### Provided text
Module 18

Multiple regression II

Introduction

  • The current module will cover advanced topics of multiple regression including (1) dummy coding for categorical variables, (2) Partial correlation and Part correlation, and (3) Multicollinearity.

    • Dummy variable: From what we have learned so far, we know that linear regression is an analysis of the relationship between continuous variables. But if we do need to include categorical variable(s) as a regression predictor, we can dummify a categorical variable: Using binary numbers 0 and 1 to represent the absence and presence of a qualitative attribute.

    • Partial correlation and Part correlation: From the previous module (Module 17), we know that we can examine an association by considering the effect of a third variable. These concepts and how to implement them are so important, especially when (1) you would like to remove the confounding effect and/or (2) rule out the possible, alternative explanation of the result. More about how a third variable may influence the original effect of IV on DV will be discussed more in Module 19

1. Dummy Variable

1.1 What is a dummy variable and why do we need it?

  • A dummy variable is a numeric variable that represented categorical data with two or more levels, such as gender, faculty, race, experimental conditions, etc.

  • Creating dummy variables allows you to test the effect of a categorical IV when the statistical test only allowed continuous IV (like regression analysis).

  • Dummy variable is a dichotomous, quantitative variable that only takes two values, i.e. 0 or 1 to indicate the absence or presence of a categorical effect on the outcome, while 0 is the reference level.

    • Some variables are binary by nature, such as gender, if you have "female and male" responses identified by participants, you can recode it like female = 0, male = 1 (or vice versa), then you are comparing the effect of the male group when the female group is a reference level.

    • You can also recode continuous variable, for example, the number of relationships to a dummy variable (0 = had no experience on romantic relationship; 1 = had (at least one) experience on romantic relationships

    • Some variables have more than two groups, like faculty (1=BA, 2 = BSS, 3 = BBA) and Experimental Condition (e.g., 1 = experimental group A, 2 = experimental group B, 3 = control group). Then we will need to adopt some standard procedure to dummify the categorical IV.

1.2 How to do dummy coding on a categorical variable (conceptually)?

  • We need to create new dummy variables. The number of new dummy variables depends on the number of groups the categorical variable contains minus 1. For example, if the categorical variable has 3 levels, then the number of dummy variables will be (k - 1 = 3 - 1 ) 2; if it has 4 levels, the number of dummies will be 3, etc.

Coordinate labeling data

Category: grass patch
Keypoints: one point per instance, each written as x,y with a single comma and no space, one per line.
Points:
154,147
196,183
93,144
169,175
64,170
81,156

### Problem to work on
In the multiple regression text, rewrite the passage from "1.1 What is" up to and including "experimental conditions, etc.", swapping "numeric" for "quantitative".

### Full answer
1.1 What is a dummy variable and why do we need it?

  • A dummy variable is a quantitative variable that represented categorical data with two or more levels, such as gender, faculty, race, experimental conditions, etc.